begin

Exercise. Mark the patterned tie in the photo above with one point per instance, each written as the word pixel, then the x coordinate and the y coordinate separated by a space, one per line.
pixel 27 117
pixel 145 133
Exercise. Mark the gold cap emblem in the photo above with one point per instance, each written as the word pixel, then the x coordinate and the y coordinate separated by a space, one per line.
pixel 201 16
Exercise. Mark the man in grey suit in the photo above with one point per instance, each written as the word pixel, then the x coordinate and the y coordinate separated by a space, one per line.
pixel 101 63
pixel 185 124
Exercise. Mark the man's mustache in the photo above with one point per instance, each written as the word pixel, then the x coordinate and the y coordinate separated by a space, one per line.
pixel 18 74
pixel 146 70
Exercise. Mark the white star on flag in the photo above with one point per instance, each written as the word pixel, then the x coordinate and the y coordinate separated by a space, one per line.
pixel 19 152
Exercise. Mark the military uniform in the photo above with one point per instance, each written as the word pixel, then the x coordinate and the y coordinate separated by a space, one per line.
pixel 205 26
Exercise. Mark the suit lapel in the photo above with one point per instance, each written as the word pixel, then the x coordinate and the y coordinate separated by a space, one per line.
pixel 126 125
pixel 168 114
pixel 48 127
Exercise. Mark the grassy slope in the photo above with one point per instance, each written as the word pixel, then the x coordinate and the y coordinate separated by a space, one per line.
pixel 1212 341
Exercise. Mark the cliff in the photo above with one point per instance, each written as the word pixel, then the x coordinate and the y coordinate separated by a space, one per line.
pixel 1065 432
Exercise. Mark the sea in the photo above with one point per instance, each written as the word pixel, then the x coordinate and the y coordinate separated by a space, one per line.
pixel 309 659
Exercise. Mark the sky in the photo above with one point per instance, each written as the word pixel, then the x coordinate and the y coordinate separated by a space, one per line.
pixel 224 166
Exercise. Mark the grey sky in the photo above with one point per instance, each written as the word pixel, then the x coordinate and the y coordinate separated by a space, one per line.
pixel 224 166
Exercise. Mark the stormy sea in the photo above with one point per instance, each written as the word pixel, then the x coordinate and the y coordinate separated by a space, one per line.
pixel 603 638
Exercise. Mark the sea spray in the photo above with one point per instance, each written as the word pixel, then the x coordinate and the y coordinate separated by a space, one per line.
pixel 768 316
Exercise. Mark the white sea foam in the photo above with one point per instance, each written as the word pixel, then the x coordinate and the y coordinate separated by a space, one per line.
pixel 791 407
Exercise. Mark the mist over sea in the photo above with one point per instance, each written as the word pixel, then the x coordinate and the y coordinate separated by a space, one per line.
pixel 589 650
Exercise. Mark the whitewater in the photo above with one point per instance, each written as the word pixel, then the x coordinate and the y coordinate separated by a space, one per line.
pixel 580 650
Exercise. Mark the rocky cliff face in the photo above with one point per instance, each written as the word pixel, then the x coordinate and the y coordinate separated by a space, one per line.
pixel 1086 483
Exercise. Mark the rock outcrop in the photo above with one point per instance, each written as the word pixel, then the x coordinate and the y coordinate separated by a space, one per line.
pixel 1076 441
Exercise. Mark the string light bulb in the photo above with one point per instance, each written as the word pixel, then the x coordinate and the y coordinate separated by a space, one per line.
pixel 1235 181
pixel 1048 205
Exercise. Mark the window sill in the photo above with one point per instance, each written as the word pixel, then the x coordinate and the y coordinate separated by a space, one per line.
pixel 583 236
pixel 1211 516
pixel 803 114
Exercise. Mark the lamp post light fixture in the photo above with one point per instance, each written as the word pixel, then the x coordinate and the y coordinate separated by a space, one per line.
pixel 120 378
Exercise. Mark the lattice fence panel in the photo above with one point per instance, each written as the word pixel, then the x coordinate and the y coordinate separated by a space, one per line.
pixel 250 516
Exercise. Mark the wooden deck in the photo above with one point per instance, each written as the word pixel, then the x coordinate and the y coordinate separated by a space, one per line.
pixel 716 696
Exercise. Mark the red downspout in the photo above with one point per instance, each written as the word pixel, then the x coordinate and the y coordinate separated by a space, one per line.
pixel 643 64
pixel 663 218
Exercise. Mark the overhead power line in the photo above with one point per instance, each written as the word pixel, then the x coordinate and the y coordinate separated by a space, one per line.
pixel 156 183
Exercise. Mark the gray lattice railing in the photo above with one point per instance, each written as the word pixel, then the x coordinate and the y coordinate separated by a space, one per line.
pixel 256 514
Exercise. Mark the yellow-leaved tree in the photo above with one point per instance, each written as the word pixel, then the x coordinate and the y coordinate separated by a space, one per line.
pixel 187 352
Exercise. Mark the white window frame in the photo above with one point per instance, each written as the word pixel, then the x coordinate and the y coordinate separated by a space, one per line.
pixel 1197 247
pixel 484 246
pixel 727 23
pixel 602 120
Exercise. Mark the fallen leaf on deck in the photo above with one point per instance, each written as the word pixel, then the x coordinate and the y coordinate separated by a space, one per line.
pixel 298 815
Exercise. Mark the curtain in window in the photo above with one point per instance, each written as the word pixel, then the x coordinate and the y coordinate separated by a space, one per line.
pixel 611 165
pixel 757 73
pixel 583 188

end

## [Task goal]
Reproduce all of the data above word for word, keeping every line in its original order.

## [Solved problem]
Exercise. Mark the patterned tie in the photo above with one point per instance, each written as the word pixel, then the x coordinate and the y coordinate separated by a space, one per line.
pixel 27 117
pixel 145 133
Exercise. Mark the gold cap emblem in the photo above with one point per instance, each written as the word pixel, then the x coordinate and the y coordinate separated by a space, one per line.
pixel 201 16
Exercise. Mark the man in grey suit in the photo above with one point per instance, each written as the word pixel, then the x coordinate and the y coordinate separated by a space, one per line.
pixel 101 63
pixel 185 124
Exercise. Mark the man's mustache in the photo above with one point per instance, each written as the word pixel, then the x coordinate and the y coordinate separated by a space, one per line.
pixel 18 74
pixel 146 70
Exercise. Mark the white star on flag in the photo above with one point per instance, each written as the word pixel, then the x coordinate and the y coordinate separated by a space, one per line.
pixel 19 152
Exercise. Mark the military uniform in the photo above with one point per instance, each written as the word pixel, then the x coordinate and the y coordinate separated by a space, one per line.
pixel 205 26
Exercise. Mark the suit lapel in the photo above with one point per instance, each written as the word pixel, then the x coordinate and the y coordinate separated by a space, one per line.
pixel 126 125
pixel 168 114
pixel 48 127
Exercise. Mark the grassy slope in the photo above with one point per instance, each written as the word pixel, then the x coordinate and the y coordinate separated by a space, one per line.
pixel 1212 341
Exercise. Mark the cliff in the photo above with one point per instance, each written as the word pixel, then the x coordinate and the y coordinate separated by a space, one per line.
pixel 1065 432
Exercise. Mark the sea in the photo above with one point per instance, each written as the word pixel, then the x coordinate and the y coordinate separated by a space, one per line.
pixel 309 659
Exercise. Mark the sky in the photo above with one point per instance, each written as the word pixel, then the x coordinate and the y coordinate separated by a space, one per line.
pixel 224 166
Exercise. Mark the grey sky in the photo above with one point per instance, each written as the word pixel, then the x coordinate and the y coordinate separated by a space, one per line.
pixel 224 166
Exercise. Mark the stormy sea in the photo above with one point per instance, each written as the word pixel, then the x coordinate and the y coordinate separated by a space, one per line.
pixel 603 638
Exercise. Mark the sea spray in the photo above with one point per instance, each written as the word pixel, then the x coordinate and the y coordinate separated by a space, one per line.
pixel 768 316
Exercise. Mark the white sea foam in the photo above with one point per instance, each written as the word pixel, then the x coordinate and the y coordinate separated by a space, one per line.
pixel 791 407
Exercise. Mark the mist over sea in the photo above with one point per instance, each written as the word pixel, then the x coordinate and the y coordinate separated by a space, one per line.
pixel 589 650
Exercise. Mark the whitewater in the photo above with one point per instance, each written as the word pixel, then the x coordinate and the y coordinate separated by a space, one per line.
pixel 580 650
Exercise. Mark the rocky cliff face in the photo above with one point per instance, each written as the word pixel, then the x coordinate and the y coordinate separated by a space, one per line.
pixel 1086 483
Exercise. Mark the rock outcrop in the photo above with one point per instance, each written as the word pixel, then the x coordinate and the y coordinate separated by a space, one per line.
pixel 1076 441
Exercise. Mark the string light bulb in the photo above with one point per instance, each written as the word pixel, then the x coordinate and the y coordinate separated by a space, one per line.
pixel 1235 181
pixel 1048 205
Exercise. Mark the window sill in the photo above with one point per instance, each written as the word pixel, then the x coordinate and the y coordinate separated by a space, one per line.
pixel 583 236
pixel 1211 516
pixel 803 114
Exercise. Mark the lamp post light fixture in the photo above with one point per instance, each written as the word pixel, then the x coordinate and the y coordinate separated by a space, one per line.
pixel 120 378
Exercise. Mark the lattice fence panel in the photo above with one point per instance, each written as the word pixel, then the x coordinate and the y coordinate separated by a space, one per line.
pixel 250 516
Exercise. Mark the wooden deck in the photo above with one point per instance, each written as the word pixel, then the x coordinate and the y coordinate separated by a space, one per line.
pixel 716 696
Exercise. Mark the red downspout in the photo above with one point per instance, each written as the word pixel, then the x coordinate and the y coordinate separated by a space, one per line.
pixel 643 64
pixel 663 218
Exercise. Mark the overhead power line in the photo above with one point per instance, each written as the word pixel, then the x coordinate and the y coordinate separated by a space, one per line.
pixel 156 183
Exercise. Mark the gray lattice railing in the photo above with one point per instance, each written as the word pixel, then the x coordinate and the y coordinate separated by a space, one per line.
pixel 256 514
Exercise. Mark the yellow-leaved tree in the photo above with one point per instance, each written as the word pixel, then the x coordinate and the y coordinate separated by a space, one per line.
pixel 187 352
Exercise. Mark the white window frame in the photo above with one point per instance, each written as the word pixel, then the x coordinate and the y coordinate separated by a space, one per line.
pixel 1197 247
pixel 484 246
pixel 727 23
pixel 602 120
Exercise. Mark the fallen leaf on deck in the photo above with one point per instance, each written as the word pixel, then the x coordinate and the y coordinate separated by a space, one per line.
pixel 298 815
Exercise. Mark the curtain in window in the photo above with one point per instance, each written as the word pixel, then the x coordinate and the y coordinate separated by a space, one per line.
pixel 611 165
pixel 757 73
pixel 583 188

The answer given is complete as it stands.